Data extracts START

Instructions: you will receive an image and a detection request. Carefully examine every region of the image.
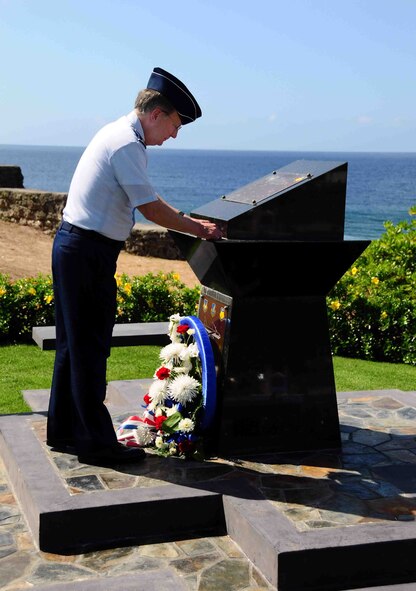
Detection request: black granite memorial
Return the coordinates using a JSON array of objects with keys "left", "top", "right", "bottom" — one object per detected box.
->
[{"left": 169, "top": 160, "right": 370, "bottom": 456}]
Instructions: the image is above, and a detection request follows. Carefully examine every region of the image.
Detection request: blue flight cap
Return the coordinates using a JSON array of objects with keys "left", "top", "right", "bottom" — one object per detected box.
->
[{"left": 146, "top": 67, "right": 202, "bottom": 125}]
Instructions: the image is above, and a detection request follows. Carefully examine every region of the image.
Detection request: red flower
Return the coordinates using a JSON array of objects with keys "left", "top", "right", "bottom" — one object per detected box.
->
[
  {"left": 178, "top": 439, "right": 195, "bottom": 454},
  {"left": 154, "top": 415, "right": 167, "bottom": 431},
  {"left": 176, "top": 324, "right": 189, "bottom": 334},
  {"left": 143, "top": 393, "right": 151, "bottom": 405},
  {"left": 155, "top": 366, "right": 171, "bottom": 380},
  {"left": 143, "top": 416, "right": 156, "bottom": 427}
]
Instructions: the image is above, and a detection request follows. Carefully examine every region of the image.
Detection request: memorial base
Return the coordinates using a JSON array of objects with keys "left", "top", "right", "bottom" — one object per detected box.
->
[{"left": 200, "top": 293, "right": 341, "bottom": 457}]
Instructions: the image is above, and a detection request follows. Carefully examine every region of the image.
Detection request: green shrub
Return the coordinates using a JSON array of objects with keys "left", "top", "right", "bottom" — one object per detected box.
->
[
  {"left": 0, "top": 274, "right": 55, "bottom": 343},
  {"left": 0, "top": 271, "right": 200, "bottom": 344},
  {"left": 114, "top": 271, "right": 200, "bottom": 322},
  {"left": 327, "top": 208, "right": 416, "bottom": 365},
  {"left": 1, "top": 210, "right": 414, "bottom": 366}
]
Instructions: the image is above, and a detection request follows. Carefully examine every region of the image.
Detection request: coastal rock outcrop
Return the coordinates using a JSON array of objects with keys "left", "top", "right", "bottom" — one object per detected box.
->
[{"left": 0, "top": 165, "right": 24, "bottom": 189}]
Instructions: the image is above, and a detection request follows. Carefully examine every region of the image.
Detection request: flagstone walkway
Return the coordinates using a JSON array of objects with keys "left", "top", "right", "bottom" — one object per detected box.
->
[{"left": 1, "top": 387, "right": 416, "bottom": 590}]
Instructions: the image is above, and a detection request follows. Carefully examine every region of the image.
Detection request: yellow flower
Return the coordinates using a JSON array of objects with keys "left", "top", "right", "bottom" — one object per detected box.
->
[
  {"left": 172, "top": 273, "right": 180, "bottom": 281},
  {"left": 380, "top": 311, "right": 388, "bottom": 320},
  {"left": 44, "top": 294, "right": 53, "bottom": 304},
  {"left": 351, "top": 267, "right": 358, "bottom": 276},
  {"left": 115, "top": 274, "right": 122, "bottom": 287},
  {"left": 371, "top": 277, "right": 380, "bottom": 285},
  {"left": 117, "top": 295, "right": 124, "bottom": 304},
  {"left": 123, "top": 282, "right": 132, "bottom": 295},
  {"left": 28, "top": 287, "right": 36, "bottom": 296},
  {"left": 0, "top": 288, "right": 6, "bottom": 297},
  {"left": 330, "top": 300, "right": 341, "bottom": 311}
]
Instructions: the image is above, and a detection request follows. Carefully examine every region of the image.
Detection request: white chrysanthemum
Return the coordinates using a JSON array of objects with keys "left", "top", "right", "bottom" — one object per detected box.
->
[
  {"left": 148, "top": 379, "right": 168, "bottom": 405},
  {"left": 174, "top": 359, "right": 193, "bottom": 375},
  {"left": 169, "top": 313, "right": 181, "bottom": 325},
  {"left": 178, "top": 418, "right": 195, "bottom": 433},
  {"left": 168, "top": 442, "right": 178, "bottom": 455},
  {"left": 179, "top": 342, "right": 199, "bottom": 363},
  {"left": 155, "top": 436, "right": 168, "bottom": 450},
  {"left": 168, "top": 374, "right": 200, "bottom": 405},
  {"left": 159, "top": 342, "right": 187, "bottom": 365},
  {"left": 166, "top": 404, "right": 180, "bottom": 417},
  {"left": 168, "top": 314, "right": 181, "bottom": 341},
  {"left": 186, "top": 342, "right": 200, "bottom": 358},
  {"left": 134, "top": 425, "right": 155, "bottom": 446}
]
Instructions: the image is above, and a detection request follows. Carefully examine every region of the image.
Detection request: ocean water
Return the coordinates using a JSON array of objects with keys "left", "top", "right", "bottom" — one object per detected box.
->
[{"left": 1, "top": 144, "right": 415, "bottom": 240}]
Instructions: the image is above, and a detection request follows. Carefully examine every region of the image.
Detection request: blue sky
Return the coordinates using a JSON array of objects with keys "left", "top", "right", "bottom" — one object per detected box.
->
[{"left": 1, "top": 0, "right": 415, "bottom": 152}]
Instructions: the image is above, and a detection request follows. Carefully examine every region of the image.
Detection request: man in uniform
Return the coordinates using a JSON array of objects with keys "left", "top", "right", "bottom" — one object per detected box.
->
[{"left": 47, "top": 67, "right": 222, "bottom": 465}]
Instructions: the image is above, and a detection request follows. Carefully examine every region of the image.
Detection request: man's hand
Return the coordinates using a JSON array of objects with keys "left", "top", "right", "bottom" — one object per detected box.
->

Data extracts END

_Aim of the task_.
From the first line to the last, set down the records word for word and drop the images.

_Solution to the exercise_.
Instructions: you will receive an image and a detection request. Carefully examine every region of the image.
Detection request: black granite memorial
Return the coordinates using a JSON array of objects with keys "left", "top", "right", "bottom" — one object per detected box.
->
[{"left": 169, "top": 160, "right": 370, "bottom": 456}]
Instructions: the image is above, and a detection request follows. Carefully examine every region of the image.
Detection request: blue flight cap
Return the coordinates using a JSON array of objects with keys "left", "top", "right", "bottom" — one object per detected box.
->
[{"left": 146, "top": 67, "right": 202, "bottom": 125}]
Instructions: the image is above, and a detection request follows. Carefully examine every region of the image.
Detection request: red flower
Return the coordinates using a JSON array of objects with keys "left", "top", "right", "bottom" — one object per detected box.
->
[
  {"left": 178, "top": 439, "right": 195, "bottom": 454},
  {"left": 154, "top": 415, "right": 167, "bottom": 431},
  {"left": 176, "top": 324, "right": 189, "bottom": 334},
  {"left": 143, "top": 393, "right": 151, "bottom": 405},
  {"left": 155, "top": 366, "right": 171, "bottom": 380},
  {"left": 143, "top": 416, "right": 156, "bottom": 427}
]
Instructions: the image is above, and a detection request follows. Carefully examine every region of the image.
Detection request: memorial base
Return the coordinates using a JSON array of objects with keys "left", "top", "right", "bottom" — one object per detected box.
->
[{"left": 200, "top": 293, "right": 341, "bottom": 457}]
Instructions: the image is above, and a detection request follows. Carefully examine every region of the image.
Detection request: green shrub
Return the coordinates using a JSON array of objects with keys "left", "top", "right", "bottom" — one object per detected box.
->
[
  {"left": 0, "top": 274, "right": 55, "bottom": 343},
  {"left": 0, "top": 271, "right": 200, "bottom": 344},
  {"left": 114, "top": 271, "right": 200, "bottom": 322},
  {"left": 327, "top": 208, "right": 416, "bottom": 365},
  {"left": 1, "top": 210, "right": 414, "bottom": 366}
]
Instructions: the image is above, and a detection request follows. Carefully examine every region of the image.
Detection request: coastal rock outcrop
Return the coordinates using a JSON array of objects with keys "left", "top", "right", "bottom" — one object per detected box.
->
[{"left": 0, "top": 165, "right": 24, "bottom": 189}]
Instructions: the image is above, and a detection request follows. Carefully examine every region of the image.
Detection request: flagstone walkway
Return the coordinates using a JSON array of objects with keys "left", "top", "right", "bottom" — one object per detected box.
->
[{"left": 1, "top": 387, "right": 416, "bottom": 590}]
Instructions: the image is above, and a detection request follows. Carefully examine every region of the image.
Detection request: yellow flower
Return the coordinates using a JSON array of objects with keys "left", "top", "right", "bottom" — one object per detected box.
->
[
  {"left": 172, "top": 273, "right": 180, "bottom": 281},
  {"left": 380, "top": 311, "right": 388, "bottom": 320},
  {"left": 44, "top": 294, "right": 53, "bottom": 304},
  {"left": 351, "top": 267, "right": 358, "bottom": 276},
  {"left": 115, "top": 274, "right": 122, "bottom": 287},
  {"left": 371, "top": 277, "right": 380, "bottom": 285},
  {"left": 117, "top": 295, "right": 124, "bottom": 304},
  {"left": 123, "top": 282, "right": 132, "bottom": 295},
  {"left": 28, "top": 287, "right": 36, "bottom": 296},
  {"left": 0, "top": 288, "right": 6, "bottom": 297},
  {"left": 330, "top": 300, "right": 341, "bottom": 311}
]
Instructions: the image is above, and a detection request follows. Carefully examine every region of the image.
Detection request: white chrysanthemum
Return the coordinates using a JSON array of objects with keys "left", "top", "right", "bottom" — one object per detected box.
->
[
  {"left": 148, "top": 379, "right": 168, "bottom": 405},
  {"left": 174, "top": 359, "right": 193, "bottom": 375},
  {"left": 169, "top": 313, "right": 181, "bottom": 325},
  {"left": 178, "top": 418, "right": 195, "bottom": 433},
  {"left": 168, "top": 442, "right": 178, "bottom": 455},
  {"left": 179, "top": 342, "right": 199, "bottom": 363},
  {"left": 155, "top": 436, "right": 168, "bottom": 450},
  {"left": 168, "top": 374, "right": 200, "bottom": 405},
  {"left": 159, "top": 342, "right": 187, "bottom": 365},
  {"left": 166, "top": 404, "right": 180, "bottom": 417},
  {"left": 168, "top": 314, "right": 181, "bottom": 341},
  {"left": 186, "top": 342, "right": 200, "bottom": 358},
  {"left": 134, "top": 425, "right": 155, "bottom": 446}
]
Instructions: the image is above, and a detection request follows. Carefully examine every region of the image.
Detection request: ocean water
Return the coordinates using a JSON array of objects with keys "left", "top", "right", "bottom" — one object per detected box.
->
[{"left": 1, "top": 144, "right": 415, "bottom": 240}]
Instructions: the image is above, and a detection request follows. Carefully examine every region of the image.
Detection request: blue sky
Return the coordinates using a JSON array of objects with keys "left", "top", "right", "bottom" — one object per detected box.
->
[{"left": 1, "top": 0, "right": 415, "bottom": 152}]
Instructions: the image is above, and a detection request follows. Carefully examine every region of the image.
Detection request: man in uniform
Return the coordinates using a JSON array of objects with keys "left", "top", "right", "bottom" — one object per detected box.
->
[{"left": 47, "top": 67, "right": 222, "bottom": 465}]
Instructions: the image is above, and a detection request follows. Carefully examine every region of the image.
Detection request: man's hand
Return the coordinates using a JSON array of objects with keys "left", "top", "right", "bottom" — one object per detected box.
->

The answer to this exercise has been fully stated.